## Aim of the exercise
Render every line of the material below as a Markdown table with the columns Row and Line, numbering each row and omitting blank lines. Leave the pictures out of the table.

Stored data entries:
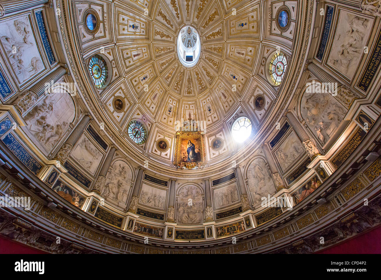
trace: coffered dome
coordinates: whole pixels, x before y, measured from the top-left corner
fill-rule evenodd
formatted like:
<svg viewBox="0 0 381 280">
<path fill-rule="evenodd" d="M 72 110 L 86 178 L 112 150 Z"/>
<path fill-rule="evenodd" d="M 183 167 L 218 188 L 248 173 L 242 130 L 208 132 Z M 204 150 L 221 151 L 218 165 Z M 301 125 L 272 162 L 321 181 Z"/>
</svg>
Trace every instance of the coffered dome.
<svg viewBox="0 0 381 280">
<path fill-rule="evenodd" d="M 32 198 L 0 234 L 306 253 L 378 226 L 381 7 L 360 2 L 0 4 L 0 194 Z"/>
</svg>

## The answer
| Row | Line |
|---|---|
| 1 | trace: coffered dome |
| 2 | coordinates: whole pixels, x before y, measured from the top-left corner |
| 3 | fill-rule evenodd |
| 4 | formatted like: |
| 5 | <svg viewBox="0 0 381 280"> |
| 6 | <path fill-rule="evenodd" d="M 72 110 L 86 178 L 112 150 Z"/> |
| 7 | <path fill-rule="evenodd" d="M 183 167 L 218 188 L 248 173 L 242 130 L 208 132 Z M 204 150 L 221 151 L 218 165 Z M 301 125 L 272 162 L 321 181 Z"/> |
| 8 | </svg> |
| 9 | Trace every instance of the coffered dome. |
| 10 | <svg viewBox="0 0 381 280"> |
| 11 | <path fill-rule="evenodd" d="M 32 198 L 0 234 L 306 253 L 378 226 L 381 7 L 360 2 L 0 4 L 0 194 Z"/> |
| 12 | </svg> |